## WRITTEN REQUEST
Can you transcribe every line exactly and leave the pictures behind?

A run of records
+===+
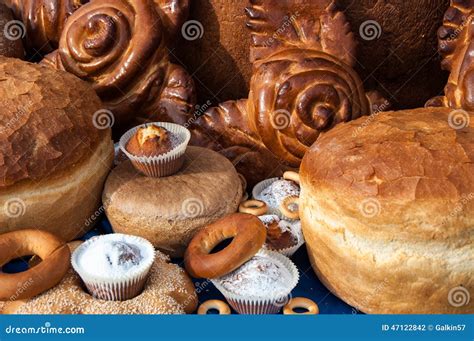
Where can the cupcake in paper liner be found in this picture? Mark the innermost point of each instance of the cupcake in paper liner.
(260, 286)
(156, 149)
(283, 236)
(114, 267)
(275, 191)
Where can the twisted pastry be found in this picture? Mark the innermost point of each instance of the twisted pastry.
(296, 94)
(456, 46)
(119, 47)
(44, 20)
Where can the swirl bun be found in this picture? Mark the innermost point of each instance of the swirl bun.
(119, 46)
(44, 20)
(296, 94)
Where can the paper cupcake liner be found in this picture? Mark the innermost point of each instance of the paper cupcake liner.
(270, 304)
(164, 164)
(256, 194)
(115, 289)
(290, 251)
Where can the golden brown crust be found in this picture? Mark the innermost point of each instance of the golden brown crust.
(119, 46)
(55, 262)
(10, 40)
(169, 290)
(47, 118)
(149, 141)
(43, 20)
(392, 196)
(168, 211)
(248, 236)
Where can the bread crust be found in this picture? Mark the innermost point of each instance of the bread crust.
(390, 201)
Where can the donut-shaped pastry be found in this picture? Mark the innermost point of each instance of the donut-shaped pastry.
(55, 262)
(168, 291)
(287, 211)
(222, 307)
(302, 303)
(255, 207)
(248, 235)
(292, 176)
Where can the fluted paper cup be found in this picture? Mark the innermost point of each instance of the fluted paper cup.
(267, 303)
(161, 165)
(117, 288)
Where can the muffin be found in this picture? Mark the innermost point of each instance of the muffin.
(114, 267)
(274, 191)
(283, 236)
(261, 285)
(156, 149)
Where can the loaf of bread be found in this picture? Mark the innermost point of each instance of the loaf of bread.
(11, 38)
(120, 47)
(387, 209)
(55, 147)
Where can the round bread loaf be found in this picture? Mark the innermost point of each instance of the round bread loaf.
(169, 211)
(11, 44)
(54, 153)
(387, 209)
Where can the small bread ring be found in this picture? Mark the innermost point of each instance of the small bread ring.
(292, 176)
(285, 209)
(55, 263)
(248, 233)
(255, 207)
(303, 303)
(222, 307)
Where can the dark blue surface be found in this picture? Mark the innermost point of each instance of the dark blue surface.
(309, 286)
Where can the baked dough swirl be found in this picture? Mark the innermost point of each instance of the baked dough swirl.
(119, 46)
(296, 94)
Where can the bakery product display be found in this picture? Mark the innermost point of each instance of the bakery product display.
(55, 263)
(114, 267)
(388, 202)
(247, 233)
(299, 88)
(169, 211)
(156, 149)
(167, 291)
(10, 41)
(259, 285)
(56, 151)
(120, 48)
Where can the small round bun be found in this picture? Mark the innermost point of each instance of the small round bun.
(151, 140)
(387, 210)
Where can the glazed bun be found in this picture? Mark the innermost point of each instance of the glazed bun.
(387, 209)
(55, 150)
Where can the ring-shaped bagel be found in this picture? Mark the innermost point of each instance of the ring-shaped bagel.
(55, 256)
(248, 234)
(255, 207)
(222, 307)
(303, 303)
(285, 207)
(292, 176)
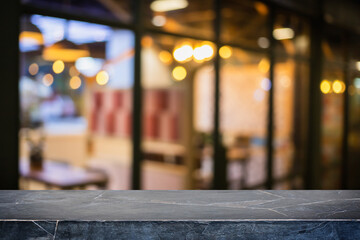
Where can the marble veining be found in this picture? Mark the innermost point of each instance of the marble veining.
(180, 214)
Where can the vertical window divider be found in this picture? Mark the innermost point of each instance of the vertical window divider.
(312, 169)
(219, 169)
(345, 126)
(270, 118)
(137, 100)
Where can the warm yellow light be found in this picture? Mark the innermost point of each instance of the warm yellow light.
(325, 86)
(102, 78)
(75, 82)
(179, 73)
(66, 55)
(352, 90)
(183, 53)
(36, 36)
(146, 41)
(204, 52)
(225, 52)
(283, 33)
(338, 86)
(58, 66)
(264, 65)
(33, 69)
(165, 57)
(261, 8)
(159, 20)
(168, 5)
(48, 79)
(73, 71)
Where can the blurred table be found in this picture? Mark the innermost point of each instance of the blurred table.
(63, 176)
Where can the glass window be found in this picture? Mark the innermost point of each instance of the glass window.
(290, 119)
(193, 18)
(332, 87)
(291, 34)
(75, 93)
(354, 117)
(117, 10)
(177, 77)
(245, 22)
(243, 115)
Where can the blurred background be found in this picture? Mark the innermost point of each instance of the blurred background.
(180, 94)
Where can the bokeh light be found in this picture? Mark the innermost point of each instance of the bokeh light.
(58, 66)
(325, 86)
(225, 52)
(33, 69)
(204, 52)
(73, 71)
(183, 53)
(75, 82)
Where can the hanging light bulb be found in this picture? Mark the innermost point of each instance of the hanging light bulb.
(30, 32)
(64, 50)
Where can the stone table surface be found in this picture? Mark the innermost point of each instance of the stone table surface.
(254, 214)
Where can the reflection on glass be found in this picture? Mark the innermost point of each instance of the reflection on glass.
(119, 10)
(177, 79)
(354, 130)
(290, 117)
(79, 104)
(291, 34)
(181, 16)
(245, 22)
(243, 115)
(332, 88)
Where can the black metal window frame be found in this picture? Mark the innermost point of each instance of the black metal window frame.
(9, 163)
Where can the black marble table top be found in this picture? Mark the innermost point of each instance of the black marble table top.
(180, 205)
(180, 214)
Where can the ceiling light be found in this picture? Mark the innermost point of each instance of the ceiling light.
(283, 33)
(64, 50)
(168, 5)
(159, 21)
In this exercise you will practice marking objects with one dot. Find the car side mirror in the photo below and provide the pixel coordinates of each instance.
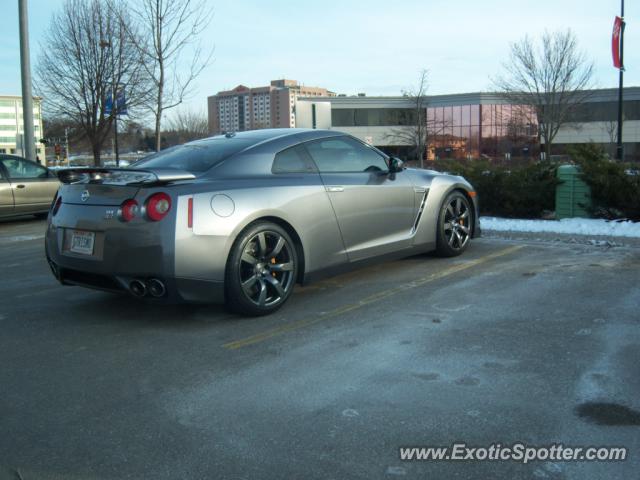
(395, 165)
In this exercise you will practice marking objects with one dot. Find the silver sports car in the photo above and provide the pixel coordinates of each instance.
(240, 218)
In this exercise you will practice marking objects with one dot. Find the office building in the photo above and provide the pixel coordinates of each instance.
(11, 125)
(245, 108)
(474, 125)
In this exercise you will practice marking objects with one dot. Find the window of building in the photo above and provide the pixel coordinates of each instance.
(18, 168)
(344, 154)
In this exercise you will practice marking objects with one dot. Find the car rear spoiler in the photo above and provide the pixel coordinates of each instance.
(122, 176)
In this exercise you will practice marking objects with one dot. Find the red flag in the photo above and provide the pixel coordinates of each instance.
(615, 42)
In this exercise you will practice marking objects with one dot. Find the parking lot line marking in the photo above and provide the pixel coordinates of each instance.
(376, 297)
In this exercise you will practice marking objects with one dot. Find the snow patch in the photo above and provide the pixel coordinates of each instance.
(576, 226)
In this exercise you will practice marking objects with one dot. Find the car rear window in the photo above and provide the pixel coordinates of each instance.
(195, 157)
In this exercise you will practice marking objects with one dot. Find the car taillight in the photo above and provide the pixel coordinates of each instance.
(157, 206)
(128, 210)
(56, 206)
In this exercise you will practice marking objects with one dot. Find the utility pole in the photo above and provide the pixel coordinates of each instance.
(619, 147)
(114, 98)
(28, 142)
(66, 143)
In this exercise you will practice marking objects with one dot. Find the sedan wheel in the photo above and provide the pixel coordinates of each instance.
(262, 270)
(454, 225)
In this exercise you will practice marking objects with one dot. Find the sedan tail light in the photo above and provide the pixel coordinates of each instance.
(128, 210)
(158, 206)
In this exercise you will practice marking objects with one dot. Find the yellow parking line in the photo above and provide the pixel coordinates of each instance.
(376, 297)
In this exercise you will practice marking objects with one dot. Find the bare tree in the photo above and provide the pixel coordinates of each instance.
(189, 125)
(167, 27)
(418, 128)
(552, 77)
(74, 74)
(415, 130)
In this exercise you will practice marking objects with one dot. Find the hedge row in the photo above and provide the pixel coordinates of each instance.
(528, 190)
(615, 186)
(521, 191)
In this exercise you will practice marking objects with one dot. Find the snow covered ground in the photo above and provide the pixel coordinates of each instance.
(576, 226)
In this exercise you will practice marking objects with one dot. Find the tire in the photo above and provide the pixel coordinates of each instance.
(261, 270)
(454, 225)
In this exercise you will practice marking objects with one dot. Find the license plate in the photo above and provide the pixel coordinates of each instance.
(82, 242)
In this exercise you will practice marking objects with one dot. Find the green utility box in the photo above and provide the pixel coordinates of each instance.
(573, 195)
+===+
## EXERCISE RESPONSE
Where can the cupcake in paper liner be found in this picture? Mark the innermost point of each instance of the cupcake in paper liner.
(260, 286)
(156, 149)
(283, 236)
(114, 267)
(275, 191)
Where can the twisted pastry be found in this picture? Mark the innermost point of each instance of the twisted pastry.
(296, 94)
(456, 46)
(119, 47)
(44, 20)
Where can the swirl bun be found in this picture? Mark the innermost point of each instance of the swirl bun.
(119, 46)
(44, 20)
(296, 94)
Where can the paper cupcake liner be found in this picture? Mark the innermost point of each instance of the paper cupcake liner.
(270, 304)
(164, 164)
(256, 194)
(115, 289)
(290, 251)
Where can the golden brown crust be found in this picture? Mark the innermost point of each instance of the golden brown crust.
(119, 46)
(55, 262)
(10, 40)
(169, 290)
(47, 118)
(149, 141)
(43, 20)
(392, 196)
(168, 211)
(248, 236)
Where can the bread crust be found in this picture? Mark the innermost point of each instance of the bread crust.
(390, 201)
Where can the donut-shaped pastry be found in this picture? Mark the innermost point of each instance of the donut-shaped pastry.
(55, 262)
(168, 291)
(287, 211)
(222, 307)
(302, 303)
(255, 207)
(248, 235)
(292, 176)
Where can the fluted paper cup be found in this picture? Mark the innermost point of each instance of the fluted paper cup.
(267, 303)
(161, 165)
(117, 288)
Where can the muffin be found in this picture? Mark the innermost point of each instance of the muffin.
(114, 267)
(274, 191)
(283, 236)
(261, 285)
(156, 149)
Where can the loaf of bread be found in this picture? Mark the innermost point of each instance of the loaf of bread.
(11, 38)
(120, 47)
(387, 209)
(55, 147)
Where can the round bread loaf be found in this picture? Mark the innermost point of each instance of the round bread loaf.
(169, 211)
(11, 44)
(54, 153)
(387, 209)
Where can the small bread ring be found in this picture? Mark the innermost point of each instance of the small bread ring.
(292, 176)
(285, 209)
(55, 263)
(248, 233)
(255, 207)
(303, 303)
(222, 307)
Where can the dark blue surface be found in this picture? Mark the innermost point of each instance of the dark blue surface.
(309, 286)
Where can the baked dough swirl be found in this picture? Mark the innermost point of each instance of the baked dough swirl.
(119, 46)
(296, 94)
Where can the bakery product display be found in this picture? Mark the innermost point of each instance of the bakery product display.
(55, 263)
(114, 267)
(388, 202)
(247, 233)
(299, 88)
(169, 211)
(156, 149)
(167, 291)
(10, 41)
(259, 285)
(56, 151)
(120, 48)
Where can the small round bun be found in this picture? Mark the innermost point of each instance of the small round bun.
(151, 140)
(387, 210)
Where can the glazed bun be found in this picture? Mark the innermost point of each instance of the glazed bun.
(387, 209)
(55, 150)
Where can the ring-shaped bagel be found in this picture? Mark the innermost point of each instance of the ring-shaped bagel.
(55, 256)
(248, 234)
(255, 207)
(222, 307)
(303, 303)
(285, 207)
(292, 176)
Where can the marble veining be found in this picture? Mark the innermost point of each instance of the marble veining.
(180, 214)
Where can the vertical window divider be found in this picture? Mark the innermost point of each instance of the vertical window divider.
(312, 169)
(219, 169)
(345, 126)
(270, 118)
(137, 100)
Where can the warm yellow light be found in this picture? Mark the innermost point of each instance of the warm yellow light.
(325, 86)
(102, 78)
(75, 82)
(179, 73)
(66, 55)
(352, 90)
(183, 53)
(36, 36)
(146, 41)
(204, 52)
(225, 52)
(283, 33)
(338, 86)
(58, 66)
(264, 65)
(33, 69)
(165, 57)
(261, 8)
(159, 20)
(168, 5)
(48, 79)
(73, 71)
Where can the blurred table be found in this picture? Mark the innermost point of each instance of the blurred table.
(63, 176)
Where can the glass window be found in this picture? Mark the innermost point of each instance of the glass window.
(290, 119)
(193, 18)
(332, 87)
(291, 34)
(75, 93)
(354, 117)
(117, 10)
(177, 77)
(245, 22)
(243, 115)
Where can the blurred background be found in this picture? Mark the innermost point of each instance of the blurred background.
(180, 94)
Where can the bokeh light be found in this picture? Mark the innermost point of each instance of the bokeh light.
(58, 66)
(325, 86)
(225, 52)
(33, 69)
(204, 52)
(73, 71)
(183, 53)
(75, 82)
Where can the hanging light bulb be found in this picture? Mark the innermost point of each instance of the hanging light bulb.
(30, 32)
(64, 50)
Where can the stone table surface be found in this picture? Mark the innermost point of each instance of the stone table surface.
(254, 214)
Where can the reflection on glass be found in this picture? Mark the innermost point of each instance of the reflection on glass.
(119, 10)
(177, 79)
(354, 130)
(290, 117)
(79, 104)
(291, 34)
(181, 16)
(245, 22)
(243, 115)
(332, 88)
Where can the black metal window frame be found in this picture? Mark the innermost point of each instance of the black metal window frame.
(9, 163)
Where can the black marble table top be found in this picture? Mark the innermost point of each instance of the black marble table top.
(180, 205)
(180, 214)
Where can the ceiling light be found in this picture? Mark the innermost point of each instance of the ceiling light.
(283, 33)
(64, 50)
(168, 5)
(159, 21)
In this exercise you will practice marking objects with one dot. Find the car side mirror in the photo below and provide the pixel coordinates of each instance.
(395, 165)
In this exercise you will practice marking objects with one dot. Find the silver sports car in the photo above and provide the pixel coordinates of each instance.
(240, 218)
In this exercise you will practice marking objects with one dot. Find the office building in the photo above and provide the pixel coordinates of each instance.
(11, 125)
(245, 108)
(474, 125)
In this exercise you will practice marking objects with one dot. Find the window of building in the photo above and provide the pixel coordinates of each instance.
(18, 168)
(344, 154)
In this exercise you will practice marking objects with one dot. Find the car rear spoiler in the photo above and provide the pixel coordinates of each instance.
(122, 176)
In this exercise you will practice marking objects with one dot. Find the red flag in the photo above and provide the pixel coordinates of each instance.
(615, 42)
In this exercise you will practice marking objects with one dot. Find the parking lot line marking in the photo above and provide the pixel coordinates of each instance.
(376, 297)
In this exercise you will practice marking objects with one dot. Find the snow patch in the photo above and provide the pixel coordinates of each instance.
(576, 226)
In this exercise you will practice marking objects with one dot. Find the car rear window in the photo above and provide the pixel coordinates of each instance.
(195, 157)
In this exercise you will practice marking objects with one dot. Find the car taillight in the photo above and provide the pixel coordinates of each instance.
(157, 206)
(128, 210)
(56, 206)
In this exercise you will practice marking objects with one dot. Find the utility pole in the photo above and provide the pixel coordinates of each instance.
(619, 147)
(114, 98)
(28, 142)
(66, 143)
In this exercise you will practice marking objects with one dot. Find the sedan wheel in the photo above and provide the pixel coordinates of each instance.
(262, 270)
(454, 225)
In this exercise you will practice marking objects with one dot. Find the sedan tail light in the photo above and provide the pixel coordinates of each instance.
(128, 210)
(158, 206)
In this exercise you will practice marking objects with one dot. Find the yellow parking line in the photo above and provide the pixel coordinates of each instance.
(376, 297)
In this exercise you will practice marking objects with one dot. Find the bare tree in the photo above and provide the pixel coordinates of each instance.
(189, 125)
(167, 27)
(418, 128)
(552, 77)
(74, 74)
(415, 130)
In this exercise you will practice marking objects with one dot. Find the hedge row in the photo above and provide the pixel coordinates of each instance.
(528, 190)
(615, 186)
(521, 191)
In this exercise you will practice marking objects with one dot. Find the snow covered ground in the photo above and provide the pixel coordinates of each instance.
(576, 226)
In this exercise you will practice marking objects with one dot. Find the tire in the photo above and provide the pixel coordinates of each instance.
(261, 270)
(454, 225)
In this exercise you will practice marking objects with one dot. Find the license plate in the photo above and provide the pixel coordinates of each instance.
(82, 242)
In this exercise you will practice marking objects with one dot. Find the green utility box in the photo above and provide the pixel coordinates of each instance.
(573, 195)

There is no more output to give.